### Texto de referencia:
★ ★ ★ ★ ★ ★ ★
Ya lo dije antes: cuando pulso el icono correspondiente de mi móvil y accedo a una plataforma digital que contiene millones de obras musicales, me parece una barbaridad el hecho de que durante casi toda la historia humana la gente no pudiera acceder a la música más que oyéndola en vivo y en directo. Es un detalle que cae por su propio peso, pero vale la pena repetirlo: para mí pone de relieve esos milagros que hacen los compositores.
Cuando era joven, J.S. Bach, que vivía en Arnstadt, sentía tanta pasión por la música del organista y compositor germano-danés Dietrich Buxtehude que en cierta ocasión recorrió 400 kilómetros a pie, cuesta arriba, en invierno, en medio de la nieve, para llegar a Lübeck, conocer en persona al compositor y oírlo tocar. (Tuvo que pedir permiso en la iglesia donde trabajaba para hacer el viaje: rebasó el tiempo del permiso en unos meses, circunstancia que le acarreó muchos problemas cuando volvió a su ciudad.)
De la producción de Buxtehude solo ha llegado hasta nosotros alrededor de un centenar de obras, pero lo que tenemos explica por qué Bach lo admiraba tanto. Su música de órgano es pura inventiva contrapuntística; su música coral es rica, seductora, absorbente. Membra Jesu, ciclo de siete cantatas que es también el primer oratorio luterano, rebosa esa humanidad vívida y ese dramatismo narrativo que Bach aprovechará luego para sus más elevadas obras corales.
El título latino completo es Membra Iesu nostri patientis sanctissima, es decir, «Los santísimos miembros de nuestro Jesús sufriente», y cada movimiento está dedicado a una parte de su cuerpo. La parte que destacamos aquí está dedicada ad genua, «A las rodillas», y musicaliza un texto de Isaías en que se alude a Jerusalén en calidad de madre.
★ ★ ★ ★ ★ ★ ★
### Listado de registros:
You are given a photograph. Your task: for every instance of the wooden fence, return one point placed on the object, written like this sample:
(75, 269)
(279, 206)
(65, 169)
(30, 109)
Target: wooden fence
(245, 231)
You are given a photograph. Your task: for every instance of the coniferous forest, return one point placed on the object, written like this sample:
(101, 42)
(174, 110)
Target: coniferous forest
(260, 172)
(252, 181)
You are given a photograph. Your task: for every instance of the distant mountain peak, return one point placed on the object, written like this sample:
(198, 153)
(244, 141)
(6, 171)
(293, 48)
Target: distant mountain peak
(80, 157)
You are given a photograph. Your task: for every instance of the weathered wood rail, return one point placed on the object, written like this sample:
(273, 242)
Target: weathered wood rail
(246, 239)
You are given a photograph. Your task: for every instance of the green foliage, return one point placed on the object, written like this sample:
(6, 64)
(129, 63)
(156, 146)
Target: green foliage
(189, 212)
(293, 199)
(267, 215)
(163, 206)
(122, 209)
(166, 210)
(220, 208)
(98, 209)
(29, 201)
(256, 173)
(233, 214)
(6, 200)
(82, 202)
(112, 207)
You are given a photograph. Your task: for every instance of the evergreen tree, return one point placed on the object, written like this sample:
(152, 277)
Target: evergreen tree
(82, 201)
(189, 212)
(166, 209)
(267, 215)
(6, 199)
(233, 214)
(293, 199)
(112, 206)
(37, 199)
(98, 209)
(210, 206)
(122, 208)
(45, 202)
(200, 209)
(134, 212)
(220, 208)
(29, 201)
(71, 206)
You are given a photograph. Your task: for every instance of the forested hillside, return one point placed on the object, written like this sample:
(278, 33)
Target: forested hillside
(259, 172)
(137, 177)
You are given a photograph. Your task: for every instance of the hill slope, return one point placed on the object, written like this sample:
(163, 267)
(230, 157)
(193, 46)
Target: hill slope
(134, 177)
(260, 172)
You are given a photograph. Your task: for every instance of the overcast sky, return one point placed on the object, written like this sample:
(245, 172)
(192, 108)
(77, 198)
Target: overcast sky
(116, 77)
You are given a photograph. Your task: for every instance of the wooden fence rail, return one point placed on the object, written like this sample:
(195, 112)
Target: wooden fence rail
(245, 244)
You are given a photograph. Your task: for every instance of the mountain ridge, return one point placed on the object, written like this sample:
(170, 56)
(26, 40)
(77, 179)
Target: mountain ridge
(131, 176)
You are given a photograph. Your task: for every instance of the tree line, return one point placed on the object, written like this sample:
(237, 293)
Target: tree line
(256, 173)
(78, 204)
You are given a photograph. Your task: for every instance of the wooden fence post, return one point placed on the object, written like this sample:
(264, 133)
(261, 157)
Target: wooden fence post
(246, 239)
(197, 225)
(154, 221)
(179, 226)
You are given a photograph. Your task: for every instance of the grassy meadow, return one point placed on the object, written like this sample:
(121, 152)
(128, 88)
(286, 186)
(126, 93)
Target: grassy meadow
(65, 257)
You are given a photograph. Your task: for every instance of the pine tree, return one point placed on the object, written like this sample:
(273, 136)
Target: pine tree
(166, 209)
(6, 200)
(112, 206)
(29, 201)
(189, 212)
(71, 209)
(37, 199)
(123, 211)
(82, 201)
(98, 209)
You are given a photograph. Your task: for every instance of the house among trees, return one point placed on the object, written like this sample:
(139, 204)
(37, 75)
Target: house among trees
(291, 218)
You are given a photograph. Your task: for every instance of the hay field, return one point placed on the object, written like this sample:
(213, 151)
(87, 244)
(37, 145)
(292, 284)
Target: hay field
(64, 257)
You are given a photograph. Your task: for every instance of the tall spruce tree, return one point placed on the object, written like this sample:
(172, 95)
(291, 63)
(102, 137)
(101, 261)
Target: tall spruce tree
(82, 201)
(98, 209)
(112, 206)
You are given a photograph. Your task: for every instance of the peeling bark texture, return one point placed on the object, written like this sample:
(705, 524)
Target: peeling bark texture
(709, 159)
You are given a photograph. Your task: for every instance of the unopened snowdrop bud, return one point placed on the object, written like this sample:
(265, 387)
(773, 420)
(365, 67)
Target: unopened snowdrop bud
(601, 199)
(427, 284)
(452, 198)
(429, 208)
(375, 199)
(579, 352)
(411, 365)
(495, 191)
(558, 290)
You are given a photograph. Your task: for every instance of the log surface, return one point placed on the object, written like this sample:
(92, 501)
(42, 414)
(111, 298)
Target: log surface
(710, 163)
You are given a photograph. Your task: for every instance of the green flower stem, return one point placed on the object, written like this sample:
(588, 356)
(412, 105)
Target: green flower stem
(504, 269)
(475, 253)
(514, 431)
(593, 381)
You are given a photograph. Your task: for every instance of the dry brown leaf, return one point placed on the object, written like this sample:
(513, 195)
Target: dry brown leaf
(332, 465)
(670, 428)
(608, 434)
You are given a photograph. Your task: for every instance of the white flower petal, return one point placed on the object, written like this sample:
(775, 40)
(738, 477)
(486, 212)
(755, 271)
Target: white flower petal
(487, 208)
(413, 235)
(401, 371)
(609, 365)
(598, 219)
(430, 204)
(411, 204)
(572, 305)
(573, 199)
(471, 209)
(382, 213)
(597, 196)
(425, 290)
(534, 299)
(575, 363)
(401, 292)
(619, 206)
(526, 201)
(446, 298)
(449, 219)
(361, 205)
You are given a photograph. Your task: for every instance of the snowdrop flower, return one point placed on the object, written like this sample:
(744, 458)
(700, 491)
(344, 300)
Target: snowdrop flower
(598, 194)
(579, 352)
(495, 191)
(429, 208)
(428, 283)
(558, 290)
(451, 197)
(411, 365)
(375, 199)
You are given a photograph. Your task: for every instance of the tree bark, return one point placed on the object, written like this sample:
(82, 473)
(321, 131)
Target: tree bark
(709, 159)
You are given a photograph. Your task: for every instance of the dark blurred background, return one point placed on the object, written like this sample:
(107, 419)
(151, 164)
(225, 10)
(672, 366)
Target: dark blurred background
★ ★ ★ ★ ★ ★ ★
### Trabajo pedido:
Transcribe sin cambios el fragmento del texto sobre Buxtehude y Bach que va desde "De la producción" hasta "elevadas obras corales.".

### Solución:
De la producción de Buxtehude solo ha llegado hasta nosotros alrededor de un centenar de obras, pero lo que tenemos explica por qué Bach lo admiraba tanto. Su música de órgano es pura inventiva contrapuntística; su música coral es rica, seductora, absorbente. Membra Jesu, ciclo de siete cantatas que es también el primer oratorio luterano, rebosa esa humanidad vívida y ese dramatismo narrativo que Bach aprovechará luego para sus más elevadas obras corales.